Idea of a Random Variable

93 Views Asked by At


Two weeks into my class, I am still struggling with the idea of a random variable.
I can see why random variables make sense when the outcomes are numbers,
like monetary gains and losses.

But if the outcomes are not numbers, then I cannot see how random variables make sense.
For example, the outcomes of an experiment are three colors, yellow, green and blue.
Now, assign 1 to yellow, 3 to green and 4 to blue and do your calculations.
Assign new numbers, 2 to yellow, -4 to green and 0 to blue.
Then you'll have very different calculations ....

3

There are 3 best solutions below

1
On BEST ANSWER

It really depends on the kind of computations you are doing. Since $\{\text{yellow},\text{green},\text{blue}\}$ don't have an natural correspondence to numbers, and no natural ordering, asking for example for the mean or median makes little sense. The result would, as you realized, depend on the precise mapping of yellow, green and blue to some numbers.

● DATASET ENTRIES
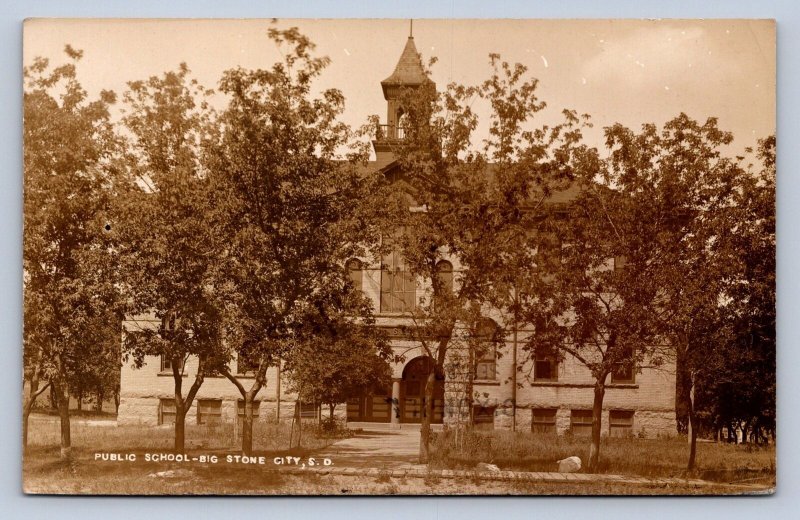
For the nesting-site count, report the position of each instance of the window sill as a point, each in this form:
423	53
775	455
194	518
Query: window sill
582	385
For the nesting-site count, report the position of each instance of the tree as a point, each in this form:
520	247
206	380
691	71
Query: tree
338	351
701	196
284	200
98	377
69	280
169	248
735	377
603	297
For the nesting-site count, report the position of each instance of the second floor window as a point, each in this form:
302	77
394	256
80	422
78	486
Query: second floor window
487	335
545	367
354	273
398	285
624	370
166	364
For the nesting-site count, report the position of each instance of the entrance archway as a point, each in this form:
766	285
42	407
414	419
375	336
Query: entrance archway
412	392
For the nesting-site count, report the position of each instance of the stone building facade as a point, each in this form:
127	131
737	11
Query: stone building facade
549	397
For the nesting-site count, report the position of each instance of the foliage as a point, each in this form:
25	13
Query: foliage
338	351
169	249
68	258
283	199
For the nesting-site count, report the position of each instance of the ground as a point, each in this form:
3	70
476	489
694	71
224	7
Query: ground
369	462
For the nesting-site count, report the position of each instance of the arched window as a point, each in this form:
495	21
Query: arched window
444	276
487	335
355	273
398	285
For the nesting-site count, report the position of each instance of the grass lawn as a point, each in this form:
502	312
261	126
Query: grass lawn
43	472
524	451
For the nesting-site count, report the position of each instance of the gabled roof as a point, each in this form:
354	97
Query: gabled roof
409	70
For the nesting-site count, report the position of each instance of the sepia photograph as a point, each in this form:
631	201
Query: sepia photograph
399	257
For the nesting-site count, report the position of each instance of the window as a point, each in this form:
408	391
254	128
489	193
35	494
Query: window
545	365
166	411
209	411
620	423
444	276
240	412
544	420
486	337
483	417
308	410
166	364
398	285
246	363
581	422
486	366
355	270
624	371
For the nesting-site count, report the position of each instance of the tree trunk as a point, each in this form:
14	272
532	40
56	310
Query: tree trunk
427	415
180	426
62	396
597	425
33	393
298	416
692	427
247	424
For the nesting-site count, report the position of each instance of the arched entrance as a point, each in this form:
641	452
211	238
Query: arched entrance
412	392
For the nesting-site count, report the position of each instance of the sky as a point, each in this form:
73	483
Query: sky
626	71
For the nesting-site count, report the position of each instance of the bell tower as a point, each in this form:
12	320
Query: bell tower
408	74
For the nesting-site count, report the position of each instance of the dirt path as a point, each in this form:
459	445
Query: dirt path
382	449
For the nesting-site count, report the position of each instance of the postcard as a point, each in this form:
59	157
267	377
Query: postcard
399	257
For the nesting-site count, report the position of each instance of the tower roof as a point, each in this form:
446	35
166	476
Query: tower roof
409	69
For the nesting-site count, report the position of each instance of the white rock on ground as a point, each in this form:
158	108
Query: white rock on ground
569	465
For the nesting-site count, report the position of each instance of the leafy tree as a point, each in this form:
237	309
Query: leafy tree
338	352
98	377
69	182
284	200
447	201
602	299
734	374
169	248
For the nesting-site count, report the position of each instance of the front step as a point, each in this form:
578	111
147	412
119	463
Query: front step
390	426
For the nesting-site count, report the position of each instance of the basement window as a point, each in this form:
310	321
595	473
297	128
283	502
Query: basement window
483	417
166	411
620	423
581	422
209	411
544	420
240	412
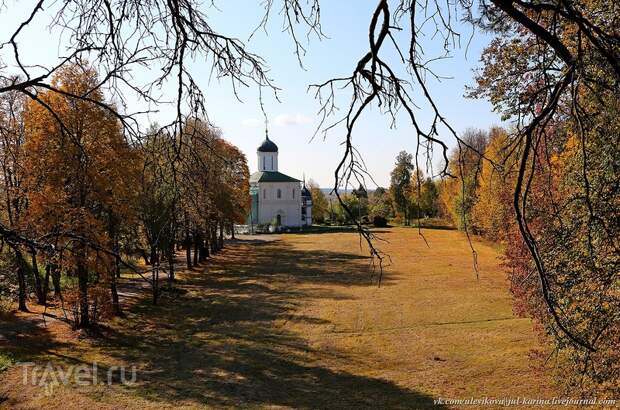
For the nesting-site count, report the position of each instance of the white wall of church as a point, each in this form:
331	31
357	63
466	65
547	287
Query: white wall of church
287	205
267	161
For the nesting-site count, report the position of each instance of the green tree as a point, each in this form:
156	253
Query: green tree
400	185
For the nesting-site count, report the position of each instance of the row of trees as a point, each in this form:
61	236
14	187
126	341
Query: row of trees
411	196
575	224
93	199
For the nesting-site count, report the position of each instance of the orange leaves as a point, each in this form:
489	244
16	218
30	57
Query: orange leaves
78	166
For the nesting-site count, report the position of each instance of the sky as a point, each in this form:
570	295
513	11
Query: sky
293	119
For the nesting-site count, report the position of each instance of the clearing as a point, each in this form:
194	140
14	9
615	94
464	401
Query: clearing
296	321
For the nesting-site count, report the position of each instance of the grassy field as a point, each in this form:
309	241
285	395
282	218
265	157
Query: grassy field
297	321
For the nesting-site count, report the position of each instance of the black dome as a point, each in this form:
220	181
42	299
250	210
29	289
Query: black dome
268	146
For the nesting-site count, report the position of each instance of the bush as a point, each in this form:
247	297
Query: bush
379	221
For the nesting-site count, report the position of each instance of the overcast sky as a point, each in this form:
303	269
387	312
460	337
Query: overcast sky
293	120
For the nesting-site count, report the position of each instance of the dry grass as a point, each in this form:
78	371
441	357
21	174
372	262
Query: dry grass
295	321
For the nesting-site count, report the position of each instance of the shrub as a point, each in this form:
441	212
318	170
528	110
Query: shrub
379	221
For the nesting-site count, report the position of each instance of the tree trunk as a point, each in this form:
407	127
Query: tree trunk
155	274
56	281
188	252
171	265
21	280
116	304
38	285
46	282
214	239
197	241
204	253
82	274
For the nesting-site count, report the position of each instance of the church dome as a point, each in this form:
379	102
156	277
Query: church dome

● INSTRUCTION
Reproduce the part of the random variable thread from "But if the outcomes" up to and including "different calculations ....". The records have nothing to do with what you need to do here.

● FULL OUTPUT
But if the outcomes are not numbers, then I cannot see how random variables make sense.
For example, the outcomes of an experiment are three colors, yellow, green and blue.
Now, assign 1 to yellow, 3 to green and 4 to blue and do your calculations.
Assign new numbers, 2 to yellow, -4 to green and 0 to blue.
Then you'll have very different calculations ....